Given passage:
_ _ _

Reflections on India

Octavio Paz’s writings on India responds to the vestiges of our past and particulars of the present with a uniquely Mexican sensibility

January 24, 2019 05:23 pm | Updated July 06, 2022 12:27 pm IST

The renowned Mexican poet and Nobel laureate Octavio Paz was, among many other things, a great Indiaphile. In his prose and poetry, essays and lectures, time and again he invokes India as the reference point. An important component of his eclectic sensibility was moulded by Mahayana Buddhism and Tantrism. The epiphanic moments of his greatest poems, though full of intense sensuality, are evanescent: the confluence of Tantrik plenitude and Buddhist emptiness. ‘We could not survive even if those moments had lasted one more moment,’ says Paz, in his superb poem ‘ Cuentos De Dos Jardins’, his farewell to India after seven- year tenure in India as Mexican Ambassador.

The present book pulls together into one volume ‘reflections, impressions and objections’ about India spread over his voluminous oeuvre. Though Paz approaches the riddles of India with insights derived from vast reading and ceaseless globe-trotting, he does not consider this book as a piece of scholarship. It is more a book of love than of scholarship, he says.

Paz was not the only Latin American writer fascinated by India. The great Brazilian poet Cecelia Merelles visited and wrote many poems on India. ‘An invisible wind passes between India and Brazil on a silent afternoon,’ she wrote. Gabriela Mistrel, Borges and Neruda were interested and had things to say about India. But none of them had the interest as sustained and engagement as deep with India as Paz.

What distinguishes Paz’s writings on India is the fact that he responds to the vestiges of our past and particulars of the present with a uniquely Mexican sensibility, which, far from being parochial, deeply enriched by the understanding of a variety of arts, literatures and cultures of Asia, Europe and Americas. One of the advantages of his perspective is that it is not coloured, colonial or an orientalist outlook. The biggest promise of Paz’s passionate book about India to present to us a sympathetic outsider’s view uncluttered with distortions inherent in the views of the colonisers or the colonised. To what extent does the book deliver this promise?

_ _ _

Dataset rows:

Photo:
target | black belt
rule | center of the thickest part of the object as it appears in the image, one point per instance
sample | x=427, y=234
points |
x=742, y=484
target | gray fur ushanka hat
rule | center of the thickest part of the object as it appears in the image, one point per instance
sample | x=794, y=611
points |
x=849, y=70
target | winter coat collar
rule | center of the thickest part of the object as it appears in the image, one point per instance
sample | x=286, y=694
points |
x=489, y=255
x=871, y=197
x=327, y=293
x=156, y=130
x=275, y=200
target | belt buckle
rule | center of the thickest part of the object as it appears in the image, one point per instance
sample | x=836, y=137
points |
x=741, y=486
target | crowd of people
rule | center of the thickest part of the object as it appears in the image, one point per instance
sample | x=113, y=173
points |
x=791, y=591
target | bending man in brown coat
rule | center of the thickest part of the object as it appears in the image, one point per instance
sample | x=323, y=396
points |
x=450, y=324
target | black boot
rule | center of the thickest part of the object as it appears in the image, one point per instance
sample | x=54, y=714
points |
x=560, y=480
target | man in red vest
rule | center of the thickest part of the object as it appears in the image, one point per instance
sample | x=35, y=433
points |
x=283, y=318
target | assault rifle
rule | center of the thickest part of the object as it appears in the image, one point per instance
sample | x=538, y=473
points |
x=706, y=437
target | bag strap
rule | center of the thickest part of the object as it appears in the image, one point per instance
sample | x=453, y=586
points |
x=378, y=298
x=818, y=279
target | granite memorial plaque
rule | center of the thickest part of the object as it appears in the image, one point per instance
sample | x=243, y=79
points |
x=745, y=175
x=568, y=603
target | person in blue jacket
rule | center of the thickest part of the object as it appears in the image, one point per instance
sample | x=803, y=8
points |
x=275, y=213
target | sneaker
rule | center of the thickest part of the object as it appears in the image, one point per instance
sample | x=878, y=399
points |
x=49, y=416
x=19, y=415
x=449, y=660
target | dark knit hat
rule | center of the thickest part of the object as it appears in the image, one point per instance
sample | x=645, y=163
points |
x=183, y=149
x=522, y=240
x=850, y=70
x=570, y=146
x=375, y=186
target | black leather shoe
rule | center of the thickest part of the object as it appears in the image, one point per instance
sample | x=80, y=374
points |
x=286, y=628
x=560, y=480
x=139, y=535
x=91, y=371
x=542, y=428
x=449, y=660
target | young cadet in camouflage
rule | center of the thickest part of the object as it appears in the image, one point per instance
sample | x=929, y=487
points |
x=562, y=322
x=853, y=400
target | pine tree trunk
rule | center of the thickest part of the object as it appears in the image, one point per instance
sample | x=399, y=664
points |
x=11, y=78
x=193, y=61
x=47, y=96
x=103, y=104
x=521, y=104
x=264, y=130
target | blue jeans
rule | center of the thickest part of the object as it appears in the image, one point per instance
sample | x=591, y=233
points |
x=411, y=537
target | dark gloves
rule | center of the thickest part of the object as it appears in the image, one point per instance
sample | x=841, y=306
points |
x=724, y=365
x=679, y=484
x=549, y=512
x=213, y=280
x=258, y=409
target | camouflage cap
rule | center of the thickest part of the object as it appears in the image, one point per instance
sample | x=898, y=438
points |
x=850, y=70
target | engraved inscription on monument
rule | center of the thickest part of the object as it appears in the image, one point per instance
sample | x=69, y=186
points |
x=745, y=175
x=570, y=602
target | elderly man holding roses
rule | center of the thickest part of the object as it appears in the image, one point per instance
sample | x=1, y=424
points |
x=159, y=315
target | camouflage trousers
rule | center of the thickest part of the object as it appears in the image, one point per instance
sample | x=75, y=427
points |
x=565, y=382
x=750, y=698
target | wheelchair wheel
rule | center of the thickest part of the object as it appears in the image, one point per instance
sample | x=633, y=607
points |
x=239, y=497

_ _ _

Objectives:
A) Quote the review word for word, starting with "Paz was not" and going on through "India as Paz.".
B) Name every writer besides Octavio Paz whom the review mentions as having taken an interest in India.

Answers provided:
A)
Paz was not the only Latin American writer fascinated by India. The great Brazilian poet Cecelia Merelles visited and wrote many poems on India. ‘An invisible wind passes between India and Brazil on a silent afternoon,’ she wrote. Gabriela Mistrel, Borges and Neruda were interested and had things to say about India. But none of them had the interest as sustained and engagement as deep with India as Paz.

B) Cecelia Merelles, Gabriela Mistrel, Borges, and Neruda